═════ Data ═════
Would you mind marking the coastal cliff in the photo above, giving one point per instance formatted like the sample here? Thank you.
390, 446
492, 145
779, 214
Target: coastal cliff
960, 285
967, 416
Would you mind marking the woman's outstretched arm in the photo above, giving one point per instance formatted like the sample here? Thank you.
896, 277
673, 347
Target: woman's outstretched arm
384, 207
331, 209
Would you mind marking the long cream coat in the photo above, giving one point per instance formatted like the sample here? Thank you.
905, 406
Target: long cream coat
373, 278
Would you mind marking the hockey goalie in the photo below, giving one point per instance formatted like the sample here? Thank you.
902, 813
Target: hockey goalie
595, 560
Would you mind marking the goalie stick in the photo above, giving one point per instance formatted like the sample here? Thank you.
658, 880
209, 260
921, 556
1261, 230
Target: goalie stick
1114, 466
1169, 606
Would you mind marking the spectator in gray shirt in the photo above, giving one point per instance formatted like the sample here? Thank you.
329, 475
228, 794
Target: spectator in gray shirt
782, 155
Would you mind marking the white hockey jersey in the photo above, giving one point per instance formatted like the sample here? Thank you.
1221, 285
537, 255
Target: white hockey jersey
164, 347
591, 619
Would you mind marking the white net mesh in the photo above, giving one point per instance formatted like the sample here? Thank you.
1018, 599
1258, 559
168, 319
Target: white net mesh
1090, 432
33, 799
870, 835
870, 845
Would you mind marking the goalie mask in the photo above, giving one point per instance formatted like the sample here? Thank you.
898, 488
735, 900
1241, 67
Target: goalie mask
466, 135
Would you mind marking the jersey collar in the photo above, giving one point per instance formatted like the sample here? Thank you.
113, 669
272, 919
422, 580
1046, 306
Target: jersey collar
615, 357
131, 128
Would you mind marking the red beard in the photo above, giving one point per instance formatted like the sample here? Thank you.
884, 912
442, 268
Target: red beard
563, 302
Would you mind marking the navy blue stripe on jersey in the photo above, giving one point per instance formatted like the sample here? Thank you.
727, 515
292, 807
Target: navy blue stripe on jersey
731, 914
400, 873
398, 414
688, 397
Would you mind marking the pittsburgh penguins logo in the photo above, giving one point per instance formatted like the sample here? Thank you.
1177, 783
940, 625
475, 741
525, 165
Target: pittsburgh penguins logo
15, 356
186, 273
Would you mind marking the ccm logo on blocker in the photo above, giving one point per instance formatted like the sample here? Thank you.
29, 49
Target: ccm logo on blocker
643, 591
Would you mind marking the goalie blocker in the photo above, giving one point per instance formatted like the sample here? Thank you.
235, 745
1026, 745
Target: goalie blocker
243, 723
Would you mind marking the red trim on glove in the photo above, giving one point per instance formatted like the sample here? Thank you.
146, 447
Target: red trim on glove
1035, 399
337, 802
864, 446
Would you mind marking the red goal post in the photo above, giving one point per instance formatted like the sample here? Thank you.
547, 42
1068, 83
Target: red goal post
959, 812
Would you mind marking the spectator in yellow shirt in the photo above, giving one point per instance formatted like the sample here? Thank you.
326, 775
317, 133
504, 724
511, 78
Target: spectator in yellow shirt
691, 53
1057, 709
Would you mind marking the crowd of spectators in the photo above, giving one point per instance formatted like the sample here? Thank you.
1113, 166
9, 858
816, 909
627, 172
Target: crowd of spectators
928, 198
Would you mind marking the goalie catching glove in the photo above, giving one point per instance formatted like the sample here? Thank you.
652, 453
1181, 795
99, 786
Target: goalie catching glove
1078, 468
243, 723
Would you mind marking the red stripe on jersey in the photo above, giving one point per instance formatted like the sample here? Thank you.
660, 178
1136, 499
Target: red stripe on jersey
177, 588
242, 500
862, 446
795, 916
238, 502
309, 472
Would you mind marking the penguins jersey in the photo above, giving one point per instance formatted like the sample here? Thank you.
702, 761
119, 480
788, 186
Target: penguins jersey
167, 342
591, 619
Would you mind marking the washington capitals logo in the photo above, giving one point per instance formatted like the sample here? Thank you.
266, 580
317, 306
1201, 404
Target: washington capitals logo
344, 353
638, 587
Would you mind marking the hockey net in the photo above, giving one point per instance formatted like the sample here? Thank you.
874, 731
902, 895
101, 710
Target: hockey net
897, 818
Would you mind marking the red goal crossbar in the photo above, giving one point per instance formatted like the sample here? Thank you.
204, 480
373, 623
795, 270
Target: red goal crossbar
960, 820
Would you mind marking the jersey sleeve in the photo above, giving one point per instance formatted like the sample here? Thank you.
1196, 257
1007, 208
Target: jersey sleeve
═════
- Requirement -
From the line holding "Would you mind marking the hockey net" to the last line of the records, quote each line exactly and add nothing.

- Answer to this task -
Would you mind marking the hockey net in the photo above, giving one point per instance formatted like the sample here? Thank you.
874, 731
902, 895
101, 710
Target: hockey net
897, 818
Would you mind marking the red goal crossbar in the photo above, giving one point per instance formatted like the sample here? Thank you.
204, 480
373, 623
795, 270
Target: red goal crossbar
960, 820
Would you mind marking the jersey sleeve in the photo above, giving one point per instance formatted like the sample here? Thank you.
1196, 257
1007, 208
Target: jersey sleeve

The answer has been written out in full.